37. The method of claim 34, further comprising sensing a direction
of rotation of said turbine.
38. The method of claim 34, further comprising: connecting a choke
valve to said flowline; sensing a first pressure in said flowline
on one side of said choke valve; and sensing a second pressure in
said flowline on the other side of said choke valve.
39. The method of claim 38, further comprising determining a flow
direction of fluid flowing through said choke valve, said
determination of said flow direction being based upon said first
and second pressures.
40. The method of claim 39, further comprising: connecting a master
valve to said flowline; controlling said master valve in response
to said flow direction.
41. The method of claim 34, further comprising supplying said
electrical power output to at least one electrically operated
device.
42. The method of claim 34, further comprising supplying said
electrical power output to at least one electrical power storage
device.
43. The method of claim 42, further comprising powering at least
one electrically operated device with said at least one electrical
power storage device.
44. The method of claim 42, further comprising: sensing a charge
level of said at least one electrical power storage device; and
when said charge level is below a first predetermined value,
causing said turbine to be in a first state wherein said turbine
generates electrical power.
45. The method of claim 44, further comprising: when said charge
level is above a second predetermined value, causing said turbine
to be in a second state wherein said turbine does not generate
electrical power.
46. The method of claim 34, further comprising: locating a control
station remotely from said subsea installation; and communicating
acoustically between said subsea installation and said control
station.
47. A system for generating an electrical power output from a
subsea installation positioned adjacent a floor of a body of water
and beneath a surface of said body of water, said subsea
installation comprising at least one flowline, said system
comprising a turbine positioned above said floor of said body of
water and beneath said surface of said body of water, said turbine
being operatively connected to said flowline, said turbine being
rotatable by fluid flowing through said flowline, said turbine
generating said electrical power output when said turbine is
rotated, and at least one direction sensor for sensing the
direction of rotation of said turbine.
48. A system for generating an electrical power output from a
subsea installation, said subsea installation comprising at least
one flowline, said system comprising: a turbine operatively
connected to said flowline, said turbine being rotatable by fluid
flowing through said flowline, said turbine generating said
electrical power output when said turbine is rotated, a choke valve
connected to said flowline; a first pressure sensor for sensing a
first pressure in said flowline on one side of said choke valve;
and a second pressure sensor for sensing a second pressure in said
flowline on the other side of said choke valve.
49. The system of claim 48, further comprising a control module for
determining a flow direction of fluid flowing through said choke,
said determination of said flow direction being based upon said
first and second pressures.
50. The system of claim 48, further comprising a master valve
connected to said flowline, said control module controlling said
master valve in response to said flow direction.

WHAT YOU SHOULD DO | Quote the patent claims word for word, starting with "47. A system" and going on through "direction of rotation of said turbine.".

DATA LISTING |
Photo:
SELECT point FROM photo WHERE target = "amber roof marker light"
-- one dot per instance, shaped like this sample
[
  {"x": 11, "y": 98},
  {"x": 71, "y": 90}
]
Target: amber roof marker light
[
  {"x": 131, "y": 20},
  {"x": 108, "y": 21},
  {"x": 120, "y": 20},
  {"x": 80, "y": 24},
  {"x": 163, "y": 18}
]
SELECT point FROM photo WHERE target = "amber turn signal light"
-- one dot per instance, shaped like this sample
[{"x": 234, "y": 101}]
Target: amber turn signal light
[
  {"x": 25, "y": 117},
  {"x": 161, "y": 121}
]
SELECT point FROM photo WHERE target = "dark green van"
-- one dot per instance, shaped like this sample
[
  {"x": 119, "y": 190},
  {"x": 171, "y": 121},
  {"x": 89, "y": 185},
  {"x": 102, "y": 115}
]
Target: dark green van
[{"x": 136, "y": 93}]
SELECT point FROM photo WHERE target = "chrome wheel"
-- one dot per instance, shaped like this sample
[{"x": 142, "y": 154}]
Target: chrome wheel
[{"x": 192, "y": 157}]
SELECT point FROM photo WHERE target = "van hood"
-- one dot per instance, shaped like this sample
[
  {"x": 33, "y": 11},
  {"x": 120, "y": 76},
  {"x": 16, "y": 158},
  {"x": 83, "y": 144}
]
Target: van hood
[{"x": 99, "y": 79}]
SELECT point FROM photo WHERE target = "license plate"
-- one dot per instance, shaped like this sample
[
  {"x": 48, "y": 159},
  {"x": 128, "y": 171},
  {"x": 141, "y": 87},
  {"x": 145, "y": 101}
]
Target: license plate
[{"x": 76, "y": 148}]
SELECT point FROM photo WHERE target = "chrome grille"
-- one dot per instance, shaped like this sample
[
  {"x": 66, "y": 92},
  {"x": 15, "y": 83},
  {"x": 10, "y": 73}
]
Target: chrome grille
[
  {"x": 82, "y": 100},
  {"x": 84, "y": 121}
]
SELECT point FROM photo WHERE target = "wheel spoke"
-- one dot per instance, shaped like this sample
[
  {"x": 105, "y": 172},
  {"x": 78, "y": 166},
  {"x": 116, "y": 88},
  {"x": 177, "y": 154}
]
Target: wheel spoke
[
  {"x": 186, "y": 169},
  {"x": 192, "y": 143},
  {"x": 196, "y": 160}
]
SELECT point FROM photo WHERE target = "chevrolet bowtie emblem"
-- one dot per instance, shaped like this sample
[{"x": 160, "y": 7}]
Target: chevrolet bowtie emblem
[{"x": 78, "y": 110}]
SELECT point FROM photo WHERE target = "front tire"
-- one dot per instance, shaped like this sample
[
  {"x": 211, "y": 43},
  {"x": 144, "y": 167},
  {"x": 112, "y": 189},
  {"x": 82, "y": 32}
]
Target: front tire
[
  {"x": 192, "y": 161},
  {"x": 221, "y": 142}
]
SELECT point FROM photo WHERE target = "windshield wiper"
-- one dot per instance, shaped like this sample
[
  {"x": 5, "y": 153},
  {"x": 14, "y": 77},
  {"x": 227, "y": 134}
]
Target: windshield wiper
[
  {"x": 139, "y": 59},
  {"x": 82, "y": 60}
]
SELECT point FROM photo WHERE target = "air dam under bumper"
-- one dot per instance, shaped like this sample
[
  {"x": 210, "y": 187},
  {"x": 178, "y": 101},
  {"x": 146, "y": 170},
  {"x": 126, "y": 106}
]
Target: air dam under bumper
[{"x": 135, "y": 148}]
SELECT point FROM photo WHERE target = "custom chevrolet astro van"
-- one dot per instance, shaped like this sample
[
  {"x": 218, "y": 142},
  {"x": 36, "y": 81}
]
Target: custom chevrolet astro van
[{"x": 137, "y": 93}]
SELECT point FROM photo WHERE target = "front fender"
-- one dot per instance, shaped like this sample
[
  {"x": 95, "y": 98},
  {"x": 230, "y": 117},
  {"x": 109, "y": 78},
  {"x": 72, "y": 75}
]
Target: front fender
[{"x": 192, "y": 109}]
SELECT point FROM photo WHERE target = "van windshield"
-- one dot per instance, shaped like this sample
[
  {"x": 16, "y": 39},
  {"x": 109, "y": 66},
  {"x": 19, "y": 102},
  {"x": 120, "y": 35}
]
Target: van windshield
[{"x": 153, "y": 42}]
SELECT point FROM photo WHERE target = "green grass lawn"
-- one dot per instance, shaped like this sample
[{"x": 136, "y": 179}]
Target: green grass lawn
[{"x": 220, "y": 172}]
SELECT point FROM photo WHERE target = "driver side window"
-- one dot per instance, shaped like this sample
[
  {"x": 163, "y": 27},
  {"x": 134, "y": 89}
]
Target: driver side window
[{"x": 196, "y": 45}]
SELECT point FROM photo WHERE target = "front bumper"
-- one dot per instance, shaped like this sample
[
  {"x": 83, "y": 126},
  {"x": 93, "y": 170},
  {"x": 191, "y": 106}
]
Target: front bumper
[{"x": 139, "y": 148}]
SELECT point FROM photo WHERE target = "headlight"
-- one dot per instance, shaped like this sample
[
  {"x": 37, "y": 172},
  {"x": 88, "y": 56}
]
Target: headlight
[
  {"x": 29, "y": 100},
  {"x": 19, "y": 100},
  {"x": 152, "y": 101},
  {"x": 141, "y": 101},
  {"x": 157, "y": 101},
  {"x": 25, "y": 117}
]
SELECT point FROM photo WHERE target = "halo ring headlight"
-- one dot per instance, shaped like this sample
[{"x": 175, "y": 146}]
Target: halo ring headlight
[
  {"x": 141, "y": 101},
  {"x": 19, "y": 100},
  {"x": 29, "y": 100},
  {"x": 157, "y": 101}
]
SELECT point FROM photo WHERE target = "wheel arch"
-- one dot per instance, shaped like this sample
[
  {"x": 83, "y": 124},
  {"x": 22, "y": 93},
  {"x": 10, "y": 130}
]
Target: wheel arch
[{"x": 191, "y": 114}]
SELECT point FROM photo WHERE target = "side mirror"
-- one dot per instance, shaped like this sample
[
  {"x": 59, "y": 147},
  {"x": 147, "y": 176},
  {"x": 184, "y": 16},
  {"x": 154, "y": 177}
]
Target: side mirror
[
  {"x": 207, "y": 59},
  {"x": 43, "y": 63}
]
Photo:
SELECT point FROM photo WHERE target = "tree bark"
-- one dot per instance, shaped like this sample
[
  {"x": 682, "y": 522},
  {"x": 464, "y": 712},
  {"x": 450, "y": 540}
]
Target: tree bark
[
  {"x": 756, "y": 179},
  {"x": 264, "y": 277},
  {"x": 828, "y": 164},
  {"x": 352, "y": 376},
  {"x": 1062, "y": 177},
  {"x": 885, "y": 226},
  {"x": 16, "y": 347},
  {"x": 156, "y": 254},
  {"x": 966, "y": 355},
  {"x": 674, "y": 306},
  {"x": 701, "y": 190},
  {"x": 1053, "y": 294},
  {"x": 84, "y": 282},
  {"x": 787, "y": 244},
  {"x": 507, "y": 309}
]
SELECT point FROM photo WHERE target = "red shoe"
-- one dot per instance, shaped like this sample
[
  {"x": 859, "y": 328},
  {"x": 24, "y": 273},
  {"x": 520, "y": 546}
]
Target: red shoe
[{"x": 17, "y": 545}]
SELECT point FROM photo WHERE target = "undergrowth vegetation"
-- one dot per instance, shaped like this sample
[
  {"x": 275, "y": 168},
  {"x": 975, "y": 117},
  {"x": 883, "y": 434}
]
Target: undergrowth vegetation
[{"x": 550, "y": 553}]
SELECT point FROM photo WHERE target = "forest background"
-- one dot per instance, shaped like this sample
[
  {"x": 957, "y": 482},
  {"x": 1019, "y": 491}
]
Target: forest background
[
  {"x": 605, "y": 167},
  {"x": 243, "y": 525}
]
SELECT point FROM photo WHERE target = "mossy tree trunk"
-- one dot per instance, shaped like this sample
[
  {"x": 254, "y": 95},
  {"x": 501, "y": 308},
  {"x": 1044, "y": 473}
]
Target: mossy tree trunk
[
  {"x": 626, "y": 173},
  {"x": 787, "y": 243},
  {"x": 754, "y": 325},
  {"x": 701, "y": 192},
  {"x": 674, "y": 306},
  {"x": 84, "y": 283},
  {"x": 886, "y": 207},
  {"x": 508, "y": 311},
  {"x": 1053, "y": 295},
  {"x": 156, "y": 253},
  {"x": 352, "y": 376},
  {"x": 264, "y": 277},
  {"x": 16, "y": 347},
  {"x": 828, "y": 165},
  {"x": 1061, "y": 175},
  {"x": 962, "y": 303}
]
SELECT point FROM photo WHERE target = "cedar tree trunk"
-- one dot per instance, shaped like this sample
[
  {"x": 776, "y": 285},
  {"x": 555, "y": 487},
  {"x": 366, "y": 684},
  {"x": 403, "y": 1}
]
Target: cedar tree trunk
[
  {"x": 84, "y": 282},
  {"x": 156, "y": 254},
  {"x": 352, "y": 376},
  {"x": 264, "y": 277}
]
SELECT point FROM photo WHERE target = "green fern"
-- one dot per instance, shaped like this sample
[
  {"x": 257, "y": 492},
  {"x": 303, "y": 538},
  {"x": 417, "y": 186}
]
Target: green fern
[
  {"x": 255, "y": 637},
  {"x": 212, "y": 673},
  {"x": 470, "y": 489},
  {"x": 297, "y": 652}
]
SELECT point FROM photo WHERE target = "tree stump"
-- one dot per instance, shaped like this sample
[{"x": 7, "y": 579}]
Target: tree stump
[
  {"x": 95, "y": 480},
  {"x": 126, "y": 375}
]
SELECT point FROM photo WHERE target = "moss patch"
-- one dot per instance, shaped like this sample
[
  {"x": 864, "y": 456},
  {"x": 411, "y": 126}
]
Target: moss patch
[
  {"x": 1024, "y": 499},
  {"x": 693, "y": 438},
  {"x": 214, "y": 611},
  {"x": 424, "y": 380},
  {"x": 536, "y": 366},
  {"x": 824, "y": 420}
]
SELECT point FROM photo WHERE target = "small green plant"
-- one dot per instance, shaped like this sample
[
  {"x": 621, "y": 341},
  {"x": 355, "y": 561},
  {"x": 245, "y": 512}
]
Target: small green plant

RESULT OF THIS EXERCISE |
47. A system for generating an electrical power output from a
subsea installation positioned adjacent a floor of a body of water
and beneath a surface of said body of water, said subsea
installation comprising at least one flowline, said system
comprising a turbine positioned above said floor of said body of
water and beneath said surface of said body of water, said turbine
being operatively connected to said flowline, said turbine being
rotatable by fluid flowing through said flowline, said turbine
generating said electrical power output when said turbine is
rotated, and at least one direction sensor for sensing the
direction of rotation of said turbine.